## PROMPT
Continue the account of the fish oil and blood fat research, picking up right after its last sentence.

## TEXT SHOWN

------------------------------------------------------------------------

So it was not very interesting exactly, but we discovered that triglyceride levels went down, the other two blood fats, cholesterol and triglycerides and the triglyceride level dropped on the fish oil diet but not on the vegetable oil diet. So there's something unique about fish oils on triglycerides, about fish oils on triglycerides. So we started digging into that, and triglycerides are not as clearly associated with heart disease as cholesterol is. But it's not nothing either. They do play a role, and so we spent many years exploring what's the mechanism of that effect? What's the effect of fish oils on LDL, the bad particles, vldl kind of okay particles, hdl good particles. So that's kind of where it all began and around that time the studies from the Greenland Eskimos had come out. We didn't really realize they were published before we started our study, but we didn't cross our radar.

------------------------------------------------------------------------

Saved data entries:

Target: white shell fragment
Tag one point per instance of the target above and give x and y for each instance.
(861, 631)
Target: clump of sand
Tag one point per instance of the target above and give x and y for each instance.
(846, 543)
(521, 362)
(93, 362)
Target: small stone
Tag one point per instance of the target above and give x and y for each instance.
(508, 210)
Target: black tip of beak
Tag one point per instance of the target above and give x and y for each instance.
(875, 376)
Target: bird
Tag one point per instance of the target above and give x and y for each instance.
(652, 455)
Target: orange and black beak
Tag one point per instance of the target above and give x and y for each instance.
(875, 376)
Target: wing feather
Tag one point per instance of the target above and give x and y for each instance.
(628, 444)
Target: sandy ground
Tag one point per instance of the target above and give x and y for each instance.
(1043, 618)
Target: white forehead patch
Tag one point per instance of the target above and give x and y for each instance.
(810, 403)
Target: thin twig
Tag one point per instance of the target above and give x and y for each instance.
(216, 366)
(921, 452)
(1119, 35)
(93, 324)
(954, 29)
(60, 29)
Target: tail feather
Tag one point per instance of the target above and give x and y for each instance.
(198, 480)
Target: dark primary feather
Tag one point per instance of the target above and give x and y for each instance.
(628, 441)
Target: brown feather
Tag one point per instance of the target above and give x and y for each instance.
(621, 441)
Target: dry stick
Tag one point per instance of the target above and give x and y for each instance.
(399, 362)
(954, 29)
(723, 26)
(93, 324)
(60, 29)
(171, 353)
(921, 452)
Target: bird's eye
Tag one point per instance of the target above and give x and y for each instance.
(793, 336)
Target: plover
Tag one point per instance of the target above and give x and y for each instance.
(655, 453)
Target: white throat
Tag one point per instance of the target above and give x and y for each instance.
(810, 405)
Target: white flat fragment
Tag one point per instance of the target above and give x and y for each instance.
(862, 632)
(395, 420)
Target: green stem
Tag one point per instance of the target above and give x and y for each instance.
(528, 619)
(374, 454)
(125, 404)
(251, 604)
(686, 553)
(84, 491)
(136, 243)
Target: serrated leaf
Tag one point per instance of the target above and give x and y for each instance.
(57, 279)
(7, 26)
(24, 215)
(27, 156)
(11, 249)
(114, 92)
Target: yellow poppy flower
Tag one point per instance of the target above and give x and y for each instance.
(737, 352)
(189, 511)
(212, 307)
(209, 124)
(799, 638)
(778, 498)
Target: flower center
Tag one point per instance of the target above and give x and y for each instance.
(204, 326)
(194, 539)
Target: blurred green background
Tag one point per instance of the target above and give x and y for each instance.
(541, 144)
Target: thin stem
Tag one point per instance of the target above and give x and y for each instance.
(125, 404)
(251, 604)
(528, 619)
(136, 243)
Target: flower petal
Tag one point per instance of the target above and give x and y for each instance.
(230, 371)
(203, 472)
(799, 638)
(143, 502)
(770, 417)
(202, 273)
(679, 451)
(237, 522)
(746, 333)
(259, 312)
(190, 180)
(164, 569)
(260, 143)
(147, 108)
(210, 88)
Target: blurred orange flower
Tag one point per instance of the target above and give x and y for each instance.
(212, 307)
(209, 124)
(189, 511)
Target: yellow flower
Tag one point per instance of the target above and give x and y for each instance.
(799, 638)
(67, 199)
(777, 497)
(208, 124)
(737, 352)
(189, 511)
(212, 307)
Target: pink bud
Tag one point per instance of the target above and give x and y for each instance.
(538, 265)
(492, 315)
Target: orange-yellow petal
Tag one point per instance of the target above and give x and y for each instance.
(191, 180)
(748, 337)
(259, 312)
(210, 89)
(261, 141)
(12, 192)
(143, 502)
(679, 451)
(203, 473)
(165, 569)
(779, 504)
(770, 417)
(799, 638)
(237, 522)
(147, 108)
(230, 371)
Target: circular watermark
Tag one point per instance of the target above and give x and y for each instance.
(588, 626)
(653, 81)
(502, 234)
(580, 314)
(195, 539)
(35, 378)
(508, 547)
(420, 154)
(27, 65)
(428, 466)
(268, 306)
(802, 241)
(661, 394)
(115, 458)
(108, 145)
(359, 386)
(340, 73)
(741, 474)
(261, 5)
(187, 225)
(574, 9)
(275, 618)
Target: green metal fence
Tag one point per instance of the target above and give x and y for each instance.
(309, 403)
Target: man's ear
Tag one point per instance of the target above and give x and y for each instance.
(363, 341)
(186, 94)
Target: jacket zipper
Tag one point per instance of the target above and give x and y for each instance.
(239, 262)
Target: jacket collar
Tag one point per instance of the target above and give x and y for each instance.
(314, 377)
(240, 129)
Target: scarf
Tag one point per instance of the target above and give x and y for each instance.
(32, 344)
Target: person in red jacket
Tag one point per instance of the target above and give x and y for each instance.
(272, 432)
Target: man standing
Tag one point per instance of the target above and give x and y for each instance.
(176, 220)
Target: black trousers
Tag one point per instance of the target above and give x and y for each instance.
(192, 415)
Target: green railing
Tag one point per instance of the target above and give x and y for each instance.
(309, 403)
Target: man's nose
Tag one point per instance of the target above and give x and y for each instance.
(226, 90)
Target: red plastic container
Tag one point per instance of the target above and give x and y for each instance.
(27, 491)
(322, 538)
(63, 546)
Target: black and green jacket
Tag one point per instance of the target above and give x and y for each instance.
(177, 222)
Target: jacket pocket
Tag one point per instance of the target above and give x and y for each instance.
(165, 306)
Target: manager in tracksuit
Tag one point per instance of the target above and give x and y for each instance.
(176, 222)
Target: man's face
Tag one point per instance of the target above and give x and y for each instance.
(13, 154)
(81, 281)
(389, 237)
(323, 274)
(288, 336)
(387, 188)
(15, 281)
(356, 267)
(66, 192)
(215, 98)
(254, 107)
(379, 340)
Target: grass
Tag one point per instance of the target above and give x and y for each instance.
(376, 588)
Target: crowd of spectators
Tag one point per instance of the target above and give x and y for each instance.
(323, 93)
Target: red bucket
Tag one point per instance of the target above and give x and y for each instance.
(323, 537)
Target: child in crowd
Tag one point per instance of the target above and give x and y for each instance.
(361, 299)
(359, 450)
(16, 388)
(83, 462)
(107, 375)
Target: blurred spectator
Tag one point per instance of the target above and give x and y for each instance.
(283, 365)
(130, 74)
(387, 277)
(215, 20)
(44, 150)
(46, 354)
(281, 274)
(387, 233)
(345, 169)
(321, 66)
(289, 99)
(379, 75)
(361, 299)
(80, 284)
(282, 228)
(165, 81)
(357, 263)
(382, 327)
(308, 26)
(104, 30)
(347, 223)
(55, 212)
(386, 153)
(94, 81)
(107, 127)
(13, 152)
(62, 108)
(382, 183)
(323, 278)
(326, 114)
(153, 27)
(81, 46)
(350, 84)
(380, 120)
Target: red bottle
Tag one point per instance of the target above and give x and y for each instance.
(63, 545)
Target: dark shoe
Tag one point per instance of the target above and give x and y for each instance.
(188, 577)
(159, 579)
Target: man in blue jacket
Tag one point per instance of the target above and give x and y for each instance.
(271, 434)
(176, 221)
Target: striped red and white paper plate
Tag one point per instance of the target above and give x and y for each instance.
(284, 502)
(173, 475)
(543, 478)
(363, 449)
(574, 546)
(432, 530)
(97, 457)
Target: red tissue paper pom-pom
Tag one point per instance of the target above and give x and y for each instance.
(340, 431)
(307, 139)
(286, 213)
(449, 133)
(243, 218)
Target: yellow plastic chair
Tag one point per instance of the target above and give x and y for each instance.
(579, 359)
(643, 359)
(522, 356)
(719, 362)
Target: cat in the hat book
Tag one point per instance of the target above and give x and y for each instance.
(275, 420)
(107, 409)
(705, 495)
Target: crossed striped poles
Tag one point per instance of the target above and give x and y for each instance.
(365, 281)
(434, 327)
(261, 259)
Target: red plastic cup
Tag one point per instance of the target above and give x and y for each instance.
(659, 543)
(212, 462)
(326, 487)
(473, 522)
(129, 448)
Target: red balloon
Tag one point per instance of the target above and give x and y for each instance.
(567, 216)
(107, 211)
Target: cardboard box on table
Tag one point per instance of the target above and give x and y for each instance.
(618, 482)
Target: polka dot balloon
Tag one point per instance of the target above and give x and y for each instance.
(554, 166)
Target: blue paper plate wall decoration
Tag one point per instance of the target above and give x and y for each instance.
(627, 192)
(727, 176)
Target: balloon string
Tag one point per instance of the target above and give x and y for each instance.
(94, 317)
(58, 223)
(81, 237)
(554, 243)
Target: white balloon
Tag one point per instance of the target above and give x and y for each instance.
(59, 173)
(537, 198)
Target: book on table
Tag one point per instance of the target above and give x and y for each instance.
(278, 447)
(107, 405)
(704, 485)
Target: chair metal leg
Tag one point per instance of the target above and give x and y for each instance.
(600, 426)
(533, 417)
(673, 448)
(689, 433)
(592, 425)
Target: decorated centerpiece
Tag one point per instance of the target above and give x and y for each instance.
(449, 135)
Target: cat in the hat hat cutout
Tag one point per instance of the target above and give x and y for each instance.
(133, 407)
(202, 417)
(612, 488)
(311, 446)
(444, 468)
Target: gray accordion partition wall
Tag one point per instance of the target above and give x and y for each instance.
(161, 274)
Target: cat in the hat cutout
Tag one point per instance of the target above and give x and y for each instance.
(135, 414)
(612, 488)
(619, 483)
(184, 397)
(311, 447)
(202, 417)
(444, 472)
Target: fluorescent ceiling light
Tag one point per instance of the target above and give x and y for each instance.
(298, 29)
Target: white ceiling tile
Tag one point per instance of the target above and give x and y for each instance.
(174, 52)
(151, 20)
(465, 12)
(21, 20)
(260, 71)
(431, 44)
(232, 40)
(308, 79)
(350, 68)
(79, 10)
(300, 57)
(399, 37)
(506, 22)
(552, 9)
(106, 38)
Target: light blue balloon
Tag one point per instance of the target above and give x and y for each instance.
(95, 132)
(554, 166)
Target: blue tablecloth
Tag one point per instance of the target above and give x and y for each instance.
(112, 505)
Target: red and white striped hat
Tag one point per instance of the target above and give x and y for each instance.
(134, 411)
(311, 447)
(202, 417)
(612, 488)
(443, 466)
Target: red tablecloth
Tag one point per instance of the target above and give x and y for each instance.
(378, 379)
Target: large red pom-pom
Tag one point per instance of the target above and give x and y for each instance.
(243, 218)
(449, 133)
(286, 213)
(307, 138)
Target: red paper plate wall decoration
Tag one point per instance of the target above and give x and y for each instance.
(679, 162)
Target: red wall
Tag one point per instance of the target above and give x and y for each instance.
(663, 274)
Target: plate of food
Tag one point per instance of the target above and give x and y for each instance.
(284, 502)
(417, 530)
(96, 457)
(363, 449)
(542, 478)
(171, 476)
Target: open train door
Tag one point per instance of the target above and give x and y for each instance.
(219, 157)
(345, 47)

------------------------------------------------------------------------

## EXPECTED OUTPUT
Speaker 1:

Before PubMed Before well, yes, before PubMed, it was back to indexed medicus in those days, the big book you get, you know. Yeah, that's a long time ago, but when we realized what had happened with the Eskimos where it looked like lot of omega-3, as it turned out, had less heart attacks because they weren't having blood clots that clotted up their coronary artery- Was there a negative effect with the bleeding, a negative health effect with?

Speaker 1:

that or not On them. I mean they were consuming like 10 grams a day of EPA, dha I mean huge way beyond anything anybody does and you know that had a blood thinning effect. It's very hard to know. They have a very different diet, so there's so many different factors, but one of them would be that, and so fish oils at that point kind of got a rat for causing bleeding. Well, it turns out not anything like the doses anybody uses, it doesn't. It's actually better for reduced bleeding, but maybe we can talk about that. In any event, we went down those two roads. We went down the blood lipid road, we went down the platelet aggregation road and we rode those ponies for quite a while.

Speaker 2:

Okay. So then, looking back on the 40 years of research that you've done and other groups have done, what are the health benefits of supplementing or eating more fish which we can talk about the quantities of that later for someone who is relatively healthy? So if I was trying to convince well, I don't try and convince anybody of anything, but if someone asked me, you know, should I be taking these? What would I say for the benefits of a healthy person taking fish oils?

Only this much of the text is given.